◆ **ОТРЫВОК**:
★ ★ ★

Фукусима Масанори

Поделись знанием:
Перейти к: навигация, поиск
Фукусима Масанори
福島正則

Годы жизни
Дата рождения 1561(1561)
Место рождения деревня Футацудэра, уезд Кайто, провинция Овари
Дата смерти 26 августа 1624(1624-08-26)
Место смерти посёлок Такаи
Могилы и места почитания монастырь Мёсиндзи, Киото
Имена
Детское имя Итимацу
Посмертный титул Гэцуо Сёйин
Должности
Хан Хиросима-хан
Сюзерен Тоётоми Хидэёси
Тоётоми Хидэёри
Токугава Иэясу
Токугава Хидэтада
Род и родственники
Отец Фукусима Масанобу
Дети
Сыновья Фукусима Тадакацу

Фукуси́ма Масано́ри (яп. 福島正則, ふくしままさのり?, 156126 августа 1624) — японский военный и политический деятель, полководец периода Адзути-Момояма. Родом из провинции Овари. Вассал Тоётоми Хидэёси. Отличился в битве при Сидзугатаке (1583). Участник корейских походов (15921598). В Сэкигахарской битве (1600) присоединился к силам восточной коалиции под начальством Токугавы Иэясу, за что получил удельное владение Хиросима-хан. В 1619 году был лишён своих владений из-за несанкционированного ремонта Хиросимского замка.





Биография

Фукусима Масанори родился в 1561 году в деревне Футацудэра уезда Кайто провинции Овари в семье сельских ремесленников. Его отец — Итибэй (яп. 市兵衛, いちべえ)[1] — был бондарем. Мать происходила из крестьянского рода Киносита и была родной тётей Тоётоми Хидэёси.

Благодаря родственным связям Масанори был взят на самурайскую службу. Сначала он прислуживал пажем своему двоюродному дяде Тоётоми Хидэёси.

В 1578 году Масанори отличился в битве во время кампании в провинции Харима против рода Мики, за что был повышен до гвардейца. В дальнейшем он принимал участие в победных битвах при Ямадзаки в 1582 году, Сидзугатаке в 1583 году и Камаки-Нагакуте в 1584 году. За отвагу в предпоследней битве Хидэёси наградил племянника титулом одного из семи наилучших копьеносцев Сидзугатаке и назначил командиром пехоты с годовым доходом в 5 тысяч коку.

В 1585 году, по ходатайству дяди, Масанори получил от Императорского двора 5-й младший чиновнический ранг и звание Саэмон-но-дзё (яп. 左衛門尉, さえもんのじょう) — левого сотника Императорской гвардии. С этого момента он стал называть себя Фукусима Саэмон-даю Масанори.

★ ★ ★

◆ **ЛИСТИНГ**:
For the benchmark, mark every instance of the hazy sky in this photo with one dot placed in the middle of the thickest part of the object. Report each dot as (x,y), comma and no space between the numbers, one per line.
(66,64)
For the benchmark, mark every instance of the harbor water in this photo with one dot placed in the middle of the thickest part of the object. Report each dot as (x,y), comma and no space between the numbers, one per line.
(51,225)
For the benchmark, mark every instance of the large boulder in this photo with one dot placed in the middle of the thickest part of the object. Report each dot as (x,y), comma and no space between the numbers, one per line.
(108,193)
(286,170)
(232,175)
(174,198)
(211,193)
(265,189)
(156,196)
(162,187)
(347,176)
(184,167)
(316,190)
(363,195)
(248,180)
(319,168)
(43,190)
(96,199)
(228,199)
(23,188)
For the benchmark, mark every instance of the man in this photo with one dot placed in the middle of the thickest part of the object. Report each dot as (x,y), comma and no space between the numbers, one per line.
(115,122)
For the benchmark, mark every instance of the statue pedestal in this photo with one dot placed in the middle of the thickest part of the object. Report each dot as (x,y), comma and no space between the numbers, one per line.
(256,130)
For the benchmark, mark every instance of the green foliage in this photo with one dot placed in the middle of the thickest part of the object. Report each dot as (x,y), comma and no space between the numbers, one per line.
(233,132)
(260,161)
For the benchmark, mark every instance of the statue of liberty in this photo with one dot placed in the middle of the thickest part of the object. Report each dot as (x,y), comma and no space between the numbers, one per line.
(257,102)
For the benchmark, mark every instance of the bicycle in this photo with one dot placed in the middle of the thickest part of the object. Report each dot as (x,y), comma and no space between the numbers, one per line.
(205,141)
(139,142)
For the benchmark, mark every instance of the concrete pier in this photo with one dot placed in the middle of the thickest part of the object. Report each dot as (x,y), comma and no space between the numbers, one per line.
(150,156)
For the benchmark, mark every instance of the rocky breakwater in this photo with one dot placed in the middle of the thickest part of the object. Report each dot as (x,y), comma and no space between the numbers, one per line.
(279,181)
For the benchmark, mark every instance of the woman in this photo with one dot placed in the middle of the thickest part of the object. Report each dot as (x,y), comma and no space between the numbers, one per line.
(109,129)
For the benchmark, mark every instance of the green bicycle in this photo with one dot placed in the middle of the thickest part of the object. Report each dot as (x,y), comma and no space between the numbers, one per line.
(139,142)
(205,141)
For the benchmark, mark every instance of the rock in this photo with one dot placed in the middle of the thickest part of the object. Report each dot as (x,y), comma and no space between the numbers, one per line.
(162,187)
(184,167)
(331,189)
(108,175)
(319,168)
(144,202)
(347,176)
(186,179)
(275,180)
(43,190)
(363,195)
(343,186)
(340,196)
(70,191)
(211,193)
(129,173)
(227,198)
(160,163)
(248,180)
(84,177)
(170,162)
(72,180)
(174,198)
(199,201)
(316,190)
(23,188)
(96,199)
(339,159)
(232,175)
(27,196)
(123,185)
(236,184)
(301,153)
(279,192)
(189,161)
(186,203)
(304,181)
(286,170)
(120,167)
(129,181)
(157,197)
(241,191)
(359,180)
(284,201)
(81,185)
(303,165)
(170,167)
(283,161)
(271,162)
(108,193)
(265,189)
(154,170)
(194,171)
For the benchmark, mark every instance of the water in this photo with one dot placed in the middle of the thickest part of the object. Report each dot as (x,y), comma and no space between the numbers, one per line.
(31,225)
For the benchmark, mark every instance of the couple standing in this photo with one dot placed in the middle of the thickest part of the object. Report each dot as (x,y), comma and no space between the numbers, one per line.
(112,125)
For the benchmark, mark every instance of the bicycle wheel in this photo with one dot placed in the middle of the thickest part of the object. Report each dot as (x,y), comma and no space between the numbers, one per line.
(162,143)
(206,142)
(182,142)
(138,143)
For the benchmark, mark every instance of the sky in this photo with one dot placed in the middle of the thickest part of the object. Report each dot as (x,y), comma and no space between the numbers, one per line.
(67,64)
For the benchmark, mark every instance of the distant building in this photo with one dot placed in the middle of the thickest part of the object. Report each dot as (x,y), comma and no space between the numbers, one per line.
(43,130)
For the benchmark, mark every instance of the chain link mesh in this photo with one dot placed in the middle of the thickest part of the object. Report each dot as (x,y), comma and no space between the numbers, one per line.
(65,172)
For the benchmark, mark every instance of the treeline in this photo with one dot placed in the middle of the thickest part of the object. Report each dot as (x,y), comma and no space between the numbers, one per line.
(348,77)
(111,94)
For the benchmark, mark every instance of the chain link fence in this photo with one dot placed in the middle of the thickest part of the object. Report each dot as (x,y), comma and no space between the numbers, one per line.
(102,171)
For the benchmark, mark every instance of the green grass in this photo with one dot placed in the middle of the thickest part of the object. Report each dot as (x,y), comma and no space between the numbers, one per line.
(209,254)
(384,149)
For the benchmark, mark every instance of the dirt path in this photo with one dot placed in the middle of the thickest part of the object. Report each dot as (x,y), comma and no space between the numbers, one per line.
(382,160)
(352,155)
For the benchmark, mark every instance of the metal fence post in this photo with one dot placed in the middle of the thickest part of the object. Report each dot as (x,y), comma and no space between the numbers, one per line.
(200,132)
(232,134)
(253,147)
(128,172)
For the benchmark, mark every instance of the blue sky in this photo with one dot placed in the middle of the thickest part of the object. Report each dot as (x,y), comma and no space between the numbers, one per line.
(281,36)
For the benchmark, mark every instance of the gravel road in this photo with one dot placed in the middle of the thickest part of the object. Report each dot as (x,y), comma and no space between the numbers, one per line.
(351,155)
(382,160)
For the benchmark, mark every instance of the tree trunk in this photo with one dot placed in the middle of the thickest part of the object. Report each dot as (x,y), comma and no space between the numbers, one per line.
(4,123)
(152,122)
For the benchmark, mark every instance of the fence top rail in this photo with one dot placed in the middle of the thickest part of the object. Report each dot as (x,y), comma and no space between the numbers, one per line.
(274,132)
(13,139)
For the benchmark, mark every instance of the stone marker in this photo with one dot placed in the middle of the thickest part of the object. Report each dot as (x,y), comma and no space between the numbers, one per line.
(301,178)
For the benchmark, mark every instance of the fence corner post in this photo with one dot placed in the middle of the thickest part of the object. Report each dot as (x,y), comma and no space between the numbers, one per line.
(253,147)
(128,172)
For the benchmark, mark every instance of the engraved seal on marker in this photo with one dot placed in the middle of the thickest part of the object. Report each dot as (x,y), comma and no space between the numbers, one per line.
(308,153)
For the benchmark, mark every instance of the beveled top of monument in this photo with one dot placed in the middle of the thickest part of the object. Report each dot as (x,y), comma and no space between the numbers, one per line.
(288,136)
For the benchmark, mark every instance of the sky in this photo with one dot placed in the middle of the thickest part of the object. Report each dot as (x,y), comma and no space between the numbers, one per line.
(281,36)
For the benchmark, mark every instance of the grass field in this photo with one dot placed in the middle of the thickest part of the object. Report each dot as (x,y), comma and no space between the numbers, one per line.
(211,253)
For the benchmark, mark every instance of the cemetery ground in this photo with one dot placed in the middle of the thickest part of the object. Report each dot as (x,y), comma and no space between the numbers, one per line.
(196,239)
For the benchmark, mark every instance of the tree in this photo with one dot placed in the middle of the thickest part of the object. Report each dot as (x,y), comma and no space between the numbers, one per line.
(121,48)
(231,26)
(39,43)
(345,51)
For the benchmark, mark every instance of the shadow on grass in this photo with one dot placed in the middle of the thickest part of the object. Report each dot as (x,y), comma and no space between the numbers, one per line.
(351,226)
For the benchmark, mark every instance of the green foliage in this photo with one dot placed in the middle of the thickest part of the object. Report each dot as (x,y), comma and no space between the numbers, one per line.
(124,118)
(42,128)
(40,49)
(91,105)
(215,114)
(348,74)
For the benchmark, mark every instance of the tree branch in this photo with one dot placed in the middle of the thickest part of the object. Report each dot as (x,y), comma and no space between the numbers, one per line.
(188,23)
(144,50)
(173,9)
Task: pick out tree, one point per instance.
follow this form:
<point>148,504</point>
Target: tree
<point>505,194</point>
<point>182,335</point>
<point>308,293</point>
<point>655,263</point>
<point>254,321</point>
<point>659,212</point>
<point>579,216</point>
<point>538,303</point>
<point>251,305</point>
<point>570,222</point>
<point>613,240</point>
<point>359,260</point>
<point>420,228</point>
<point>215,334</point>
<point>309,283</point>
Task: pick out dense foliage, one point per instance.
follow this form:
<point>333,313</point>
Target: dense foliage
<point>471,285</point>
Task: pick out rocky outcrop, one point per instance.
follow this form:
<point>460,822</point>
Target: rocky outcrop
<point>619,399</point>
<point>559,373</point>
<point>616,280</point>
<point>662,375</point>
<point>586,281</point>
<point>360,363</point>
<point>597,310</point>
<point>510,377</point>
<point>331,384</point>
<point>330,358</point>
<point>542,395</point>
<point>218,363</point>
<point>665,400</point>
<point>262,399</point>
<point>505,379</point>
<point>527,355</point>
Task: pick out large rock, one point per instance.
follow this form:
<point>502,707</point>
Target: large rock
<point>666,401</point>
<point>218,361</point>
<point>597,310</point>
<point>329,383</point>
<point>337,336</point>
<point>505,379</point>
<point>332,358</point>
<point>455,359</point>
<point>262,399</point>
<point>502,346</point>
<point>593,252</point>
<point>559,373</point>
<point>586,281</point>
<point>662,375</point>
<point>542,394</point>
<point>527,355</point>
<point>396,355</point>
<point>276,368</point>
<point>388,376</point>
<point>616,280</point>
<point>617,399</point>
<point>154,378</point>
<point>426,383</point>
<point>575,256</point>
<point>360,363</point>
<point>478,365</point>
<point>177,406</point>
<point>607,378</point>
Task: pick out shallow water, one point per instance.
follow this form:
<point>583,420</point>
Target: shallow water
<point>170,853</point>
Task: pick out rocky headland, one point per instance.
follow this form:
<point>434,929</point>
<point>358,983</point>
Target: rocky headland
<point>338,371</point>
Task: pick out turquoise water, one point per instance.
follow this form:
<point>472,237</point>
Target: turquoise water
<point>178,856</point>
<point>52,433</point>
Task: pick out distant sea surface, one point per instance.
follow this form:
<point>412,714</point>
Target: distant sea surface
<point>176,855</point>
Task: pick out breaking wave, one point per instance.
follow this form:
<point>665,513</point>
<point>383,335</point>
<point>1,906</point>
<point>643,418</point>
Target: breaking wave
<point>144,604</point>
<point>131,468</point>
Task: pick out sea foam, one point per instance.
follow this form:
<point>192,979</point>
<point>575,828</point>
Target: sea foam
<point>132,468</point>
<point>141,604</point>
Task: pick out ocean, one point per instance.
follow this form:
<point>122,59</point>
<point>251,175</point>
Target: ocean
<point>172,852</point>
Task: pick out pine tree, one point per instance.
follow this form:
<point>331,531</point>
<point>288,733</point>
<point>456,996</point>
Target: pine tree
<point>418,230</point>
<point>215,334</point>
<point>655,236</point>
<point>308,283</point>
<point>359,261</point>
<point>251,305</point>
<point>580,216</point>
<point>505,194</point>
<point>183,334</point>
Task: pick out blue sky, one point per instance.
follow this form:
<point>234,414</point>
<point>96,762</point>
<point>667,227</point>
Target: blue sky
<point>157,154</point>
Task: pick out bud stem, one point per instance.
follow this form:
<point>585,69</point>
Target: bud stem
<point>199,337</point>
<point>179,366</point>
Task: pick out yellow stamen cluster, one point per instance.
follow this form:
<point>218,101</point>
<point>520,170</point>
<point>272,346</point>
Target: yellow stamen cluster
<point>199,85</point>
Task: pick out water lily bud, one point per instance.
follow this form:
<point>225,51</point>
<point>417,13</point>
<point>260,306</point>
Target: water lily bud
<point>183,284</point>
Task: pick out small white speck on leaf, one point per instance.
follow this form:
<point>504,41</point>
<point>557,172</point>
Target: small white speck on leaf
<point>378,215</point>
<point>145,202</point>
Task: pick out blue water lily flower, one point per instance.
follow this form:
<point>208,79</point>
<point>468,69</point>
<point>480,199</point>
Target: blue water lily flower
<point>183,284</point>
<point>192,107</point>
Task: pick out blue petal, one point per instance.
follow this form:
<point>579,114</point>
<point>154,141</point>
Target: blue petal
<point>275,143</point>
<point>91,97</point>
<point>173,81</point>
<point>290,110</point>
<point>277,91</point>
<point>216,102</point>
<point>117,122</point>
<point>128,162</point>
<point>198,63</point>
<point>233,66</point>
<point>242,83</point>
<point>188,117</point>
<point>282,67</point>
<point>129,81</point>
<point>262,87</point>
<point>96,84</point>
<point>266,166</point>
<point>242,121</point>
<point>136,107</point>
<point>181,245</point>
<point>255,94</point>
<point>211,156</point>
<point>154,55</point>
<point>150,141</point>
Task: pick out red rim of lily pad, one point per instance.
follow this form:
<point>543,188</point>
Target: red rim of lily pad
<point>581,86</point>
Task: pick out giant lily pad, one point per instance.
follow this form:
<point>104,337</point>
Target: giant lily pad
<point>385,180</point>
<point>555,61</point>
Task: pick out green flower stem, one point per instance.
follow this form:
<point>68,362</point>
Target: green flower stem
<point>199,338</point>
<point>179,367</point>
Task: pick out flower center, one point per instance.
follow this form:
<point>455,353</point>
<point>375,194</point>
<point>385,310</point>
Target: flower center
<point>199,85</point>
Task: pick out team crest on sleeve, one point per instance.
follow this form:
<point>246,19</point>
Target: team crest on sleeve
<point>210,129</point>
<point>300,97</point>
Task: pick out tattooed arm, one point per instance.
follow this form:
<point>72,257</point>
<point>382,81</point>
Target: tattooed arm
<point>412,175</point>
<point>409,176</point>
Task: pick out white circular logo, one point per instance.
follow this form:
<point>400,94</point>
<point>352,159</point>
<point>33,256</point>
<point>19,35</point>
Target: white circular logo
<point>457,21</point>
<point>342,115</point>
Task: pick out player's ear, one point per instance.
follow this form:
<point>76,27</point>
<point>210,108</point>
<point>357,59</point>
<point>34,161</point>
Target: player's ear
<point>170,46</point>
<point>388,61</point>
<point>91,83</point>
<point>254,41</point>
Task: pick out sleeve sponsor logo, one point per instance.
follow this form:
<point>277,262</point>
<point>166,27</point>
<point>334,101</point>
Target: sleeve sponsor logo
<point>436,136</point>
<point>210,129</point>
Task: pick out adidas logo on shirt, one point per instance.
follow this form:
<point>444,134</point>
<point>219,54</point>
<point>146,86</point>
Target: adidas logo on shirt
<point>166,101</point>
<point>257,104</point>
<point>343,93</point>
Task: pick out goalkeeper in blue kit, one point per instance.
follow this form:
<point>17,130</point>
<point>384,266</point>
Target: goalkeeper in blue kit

★ ★ ★

◆ **ЗАДАНИЕ 1**: Выпишите без изменений фрагмент биографии Фукусимы Масанори, который начинается со слов "Фукуси́ма Масано́ри (яп." и заканчивается словами "тётей Тоётоми Хидэёси.".
◆ **ЗАДАНИЕ 2**: Продолжите биографию Фукусимы Масанори, начиная после последнего приведённого в ней предложения.

◆ **ОТВЕТ 1**:
Фукуси́ма Масано́ри (яп. 福島正則, ふくしままさのり?, 156126 августа 1624) — японский военный и политический деятель, полководец периода Адзути-Момояма. Родом из провинции Овари. Вассал Тоётоми Хидэёси. Отличился в битве при Сидзугатаке (1583). Участник корейских походов (15921598). В Сэкигахарской битве (1600) присоединился к силам восточной коалиции под начальством Токугавы Иэясу, за что получил удельное владение Хиросима-хан. В 1619 году был лишён своих владений из-за несанкционированного ремонта Хиросимского замка.





Биография

Фукусима Масанори родился в 1561 году в деревне Футацудэра уезда Кайто провинции Овари в семье сельских ремесленников. Его отец — Итибэй (яп. 市兵衛, いちべえ)[1] — был бондарем. Мать происходила из крестьянского рода Киносита и была родной тётей Тоётоми Хидэёси.

◆ **ОТВЕТ 2**:
В 1587 году Масанори принял участие в походе Хидэёси на Кюсю и в том же году был награждён замком Юдзуки в провинции Иё и прилегающими земельными владениями, а также доходом в 110 тысяч коку. В дальнейшем он становился хозяином замков Кокуфу и Имабари.

В 1590 году Масанори командовал войсками провинции Иё в Одаварской кампании против рода Го-Ходзё, а в 1592 году возглавил один из экспедиционных корпусов армии Хидэёси, которая отправлялась на завоевание Кореи. В 1595 году, за заслуги, его перевели из провинции Иё в провинцию Овари, где он получил замок Киёсу с годовым доходом в 240 тысяч коку.

В 1598 году, после смерти Хидэёси, Масанори сблизился с Токугавой Иэясу. В 1600 году он поддержал последнего в битве при Сэкигахаре, которая обозначила политическое устройство Японии на последующие 300 лет. Иэясу наградил Масанори западнояпонскими провинциями Аки и Бинго с доходом 490 тысяч коку и назначил хозяином Хиросимского замка. В новых владениях он заложил основы удельного автономного Хиросима-хана.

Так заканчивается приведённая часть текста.